> Aim of the task
Lay out the rows as a Markdown table with the columns "n" and "Line," starting at the first line and ending at the line containing "[[931, 214]]", both ends included. Number each line in order, leave out blank lines, and omit the pictures.

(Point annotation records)
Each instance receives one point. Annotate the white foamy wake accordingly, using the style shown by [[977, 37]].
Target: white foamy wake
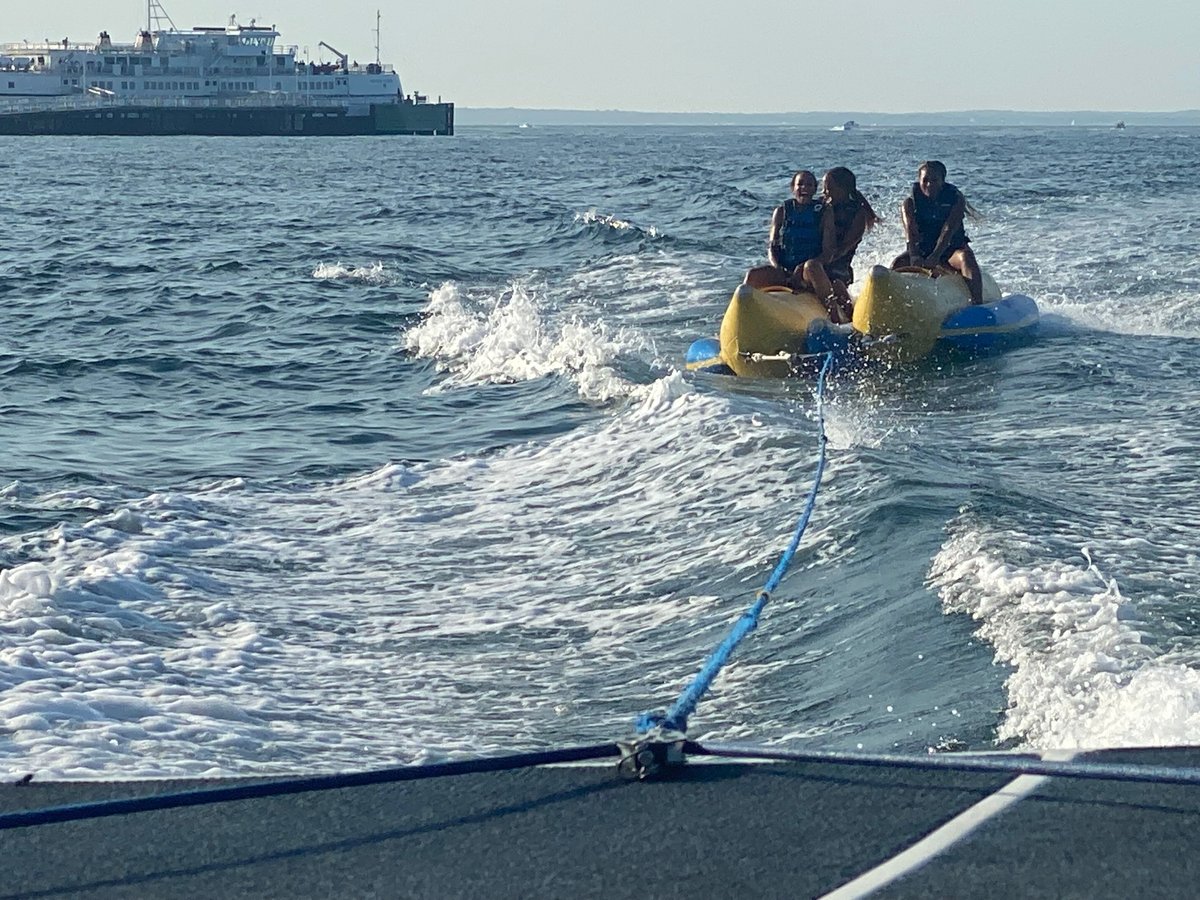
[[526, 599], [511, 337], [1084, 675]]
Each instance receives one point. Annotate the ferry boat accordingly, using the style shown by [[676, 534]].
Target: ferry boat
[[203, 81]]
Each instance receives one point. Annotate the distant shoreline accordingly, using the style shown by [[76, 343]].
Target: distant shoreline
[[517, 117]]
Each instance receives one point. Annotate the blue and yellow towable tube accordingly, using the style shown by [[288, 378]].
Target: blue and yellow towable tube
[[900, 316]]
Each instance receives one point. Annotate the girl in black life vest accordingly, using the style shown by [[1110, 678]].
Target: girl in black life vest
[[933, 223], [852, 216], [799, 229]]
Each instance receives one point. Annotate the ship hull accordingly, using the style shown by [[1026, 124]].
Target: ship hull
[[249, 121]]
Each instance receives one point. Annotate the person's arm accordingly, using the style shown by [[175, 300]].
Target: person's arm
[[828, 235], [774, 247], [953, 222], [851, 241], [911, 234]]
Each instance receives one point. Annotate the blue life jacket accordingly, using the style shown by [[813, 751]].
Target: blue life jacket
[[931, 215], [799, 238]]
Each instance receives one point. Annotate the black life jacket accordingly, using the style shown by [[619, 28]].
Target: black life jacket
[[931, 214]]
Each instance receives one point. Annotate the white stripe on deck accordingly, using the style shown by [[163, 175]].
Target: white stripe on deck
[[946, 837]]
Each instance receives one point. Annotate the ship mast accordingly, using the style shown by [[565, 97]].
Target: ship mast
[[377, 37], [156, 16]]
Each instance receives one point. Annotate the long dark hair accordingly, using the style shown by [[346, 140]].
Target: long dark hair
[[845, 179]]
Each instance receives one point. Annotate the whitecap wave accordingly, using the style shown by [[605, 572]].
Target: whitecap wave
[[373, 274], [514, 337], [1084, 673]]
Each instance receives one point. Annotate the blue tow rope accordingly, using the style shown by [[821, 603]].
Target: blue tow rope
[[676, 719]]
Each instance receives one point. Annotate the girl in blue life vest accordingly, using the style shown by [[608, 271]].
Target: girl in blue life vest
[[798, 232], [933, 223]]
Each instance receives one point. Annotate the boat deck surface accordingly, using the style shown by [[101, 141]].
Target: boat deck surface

> Complete answer
| n | Line |
|---|---|
| 1 | Each instance receives one point. Annotate the white foamy wake accordingly, using the style shown by [[977, 37]]. |
| 2 | Target: white foamy wake |
| 3 | [[526, 599], [511, 337], [1084, 675]] |
| 4 | Each instance receives one point. Annotate the ferry boat accordingly, using the style shown by [[676, 534]]. |
| 5 | Target: ferry boat |
| 6 | [[203, 81]] |
| 7 | Each instance receives one point. Annotate the distant shoreline accordingly, using the style shown by [[76, 343]]. |
| 8 | Target: distant shoreline |
| 9 | [[517, 117]] |
| 10 | Each instance receives one point. Annotate the blue and yellow towable tube accordingly, using the style shown by [[288, 378]]. |
| 11 | Target: blue and yellow towable tube |
| 12 | [[900, 316]] |
| 13 | Each instance receives one point. Annotate the girl in black life vest accordingly, using the style shown by [[1110, 678]]. |
| 14 | Target: girl in black life vest |
| 15 | [[933, 223], [852, 216], [799, 229]] |
| 16 | Each instance receives one point. Annotate the ship hull accordingly, using the style shown by [[1026, 124]]. |
| 17 | Target: ship hull |
| 18 | [[249, 121]] |
| 19 | Each instance receives one point. Annotate the person's arm accordingly, using the style shown by [[175, 300]]. |
| 20 | Target: person's arm |
| 21 | [[828, 235], [774, 247], [953, 222], [851, 241], [911, 234]] |
| 22 | Each instance receives one point. Annotate the blue life jacket accordingly, using the style shown by [[813, 751]]. |
| 23 | Target: blue life jacket |
| 24 | [[931, 215], [799, 238]] |
| 25 | Each instance receives one point. Annotate the black life jacket accordingly, using the style shown by [[619, 28]]. |
| 26 | Target: black life jacket |
| 27 | [[931, 214]] |